Aim of the task
Rewrite every line of the listing below as a JSON list of strings, one string per line, with blank lines and the pictures left out.

Data for processing

## Start

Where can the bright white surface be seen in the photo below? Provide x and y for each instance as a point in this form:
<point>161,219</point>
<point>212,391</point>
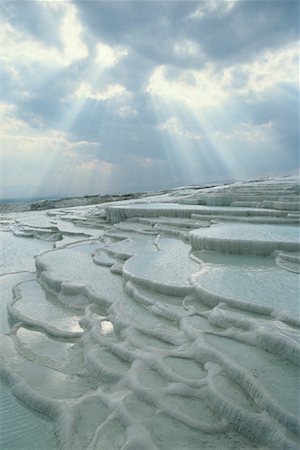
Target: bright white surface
<point>136,336</point>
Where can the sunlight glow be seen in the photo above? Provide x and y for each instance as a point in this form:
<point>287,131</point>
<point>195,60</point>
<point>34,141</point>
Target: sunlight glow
<point>108,56</point>
<point>112,90</point>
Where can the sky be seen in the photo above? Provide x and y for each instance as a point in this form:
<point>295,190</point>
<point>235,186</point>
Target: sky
<point>122,96</point>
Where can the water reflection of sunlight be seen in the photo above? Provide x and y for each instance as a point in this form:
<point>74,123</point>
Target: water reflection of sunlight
<point>106,327</point>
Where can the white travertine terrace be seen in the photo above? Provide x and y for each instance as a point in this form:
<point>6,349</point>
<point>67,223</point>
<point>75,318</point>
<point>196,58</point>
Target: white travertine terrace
<point>165,322</point>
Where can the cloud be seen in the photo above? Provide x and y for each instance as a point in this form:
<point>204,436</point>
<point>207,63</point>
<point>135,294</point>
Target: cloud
<point>108,56</point>
<point>111,91</point>
<point>173,125</point>
<point>21,49</point>
<point>160,92</point>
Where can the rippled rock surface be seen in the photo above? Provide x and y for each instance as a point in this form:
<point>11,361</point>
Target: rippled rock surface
<point>168,321</point>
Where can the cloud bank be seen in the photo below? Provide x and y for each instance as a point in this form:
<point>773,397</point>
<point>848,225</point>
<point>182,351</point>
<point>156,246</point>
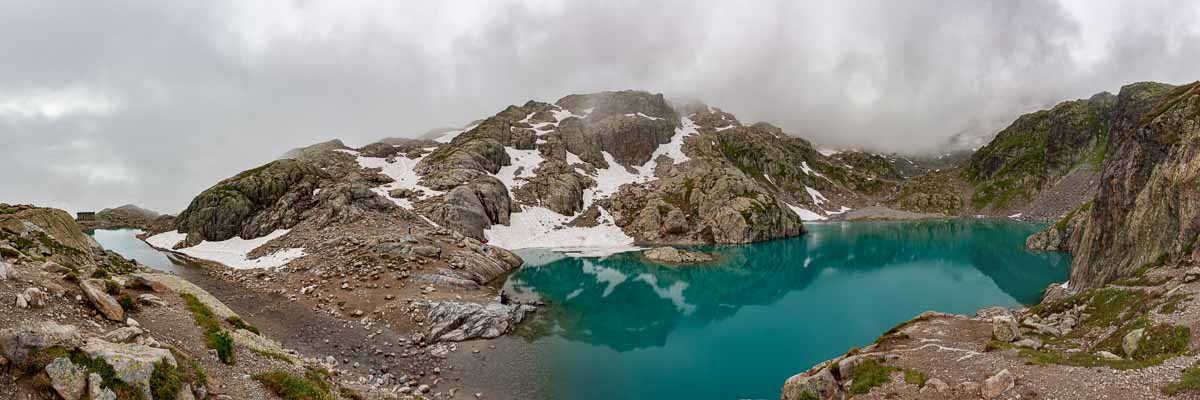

## End

Result
[
  "Where can the bright white surface be seen in the photo below? Provide x and y for each instance as a point in this form:",
  "<point>161,219</point>",
  "<point>212,391</point>",
  "Target: bright white surface",
  "<point>136,336</point>",
  "Where can the sunlight glow be seen in the photo above? Provide x and y for each instance as a point in this form:",
  "<point>287,131</point>",
  "<point>195,60</point>",
  "<point>34,141</point>",
  "Target: sunlight glow",
  "<point>108,56</point>",
  "<point>112,90</point>",
  "Where can the sky be seen in the photo above? Provide x and y for each instance as a point in this form:",
  "<point>295,190</point>",
  "<point>235,186</point>",
  "Target: sky",
  "<point>122,96</point>",
  "Where can the water reflection of sunlight be seen in the photo above? Provide x and y for each instance as a point in this form:",
  "<point>74,123</point>",
  "Target: water reflection of sunlight",
  "<point>106,327</point>",
  "Where can the white travertine terrace be seen in the photo above? Provide x and y for each instance as a point in this form:",
  "<point>6,349</point>",
  "<point>67,223</point>",
  "<point>75,318</point>",
  "<point>196,58</point>",
  "Target: white travertine terrace",
  "<point>165,322</point>",
  "Where can the cloud be seen in the photo above? Provide x and y for each instance as a point in this form:",
  "<point>204,436</point>",
  "<point>207,63</point>",
  "<point>135,294</point>",
  "Target: cloud",
  "<point>108,56</point>",
  "<point>111,91</point>",
  "<point>173,125</point>",
  "<point>21,49</point>",
  "<point>160,92</point>",
  "Where can the rippled rock surface be seen in the photo above? Provide x and y for each instance as a point in this form:",
  "<point>11,361</point>",
  "Target: rippled rock surface",
  "<point>168,321</point>",
  "Where can the cloud bank be seen in the photo below? Provide x and y for each instance as a point in this form:",
  "<point>773,397</point>",
  "<point>848,225</point>",
  "<point>182,351</point>",
  "<point>156,246</point>"
]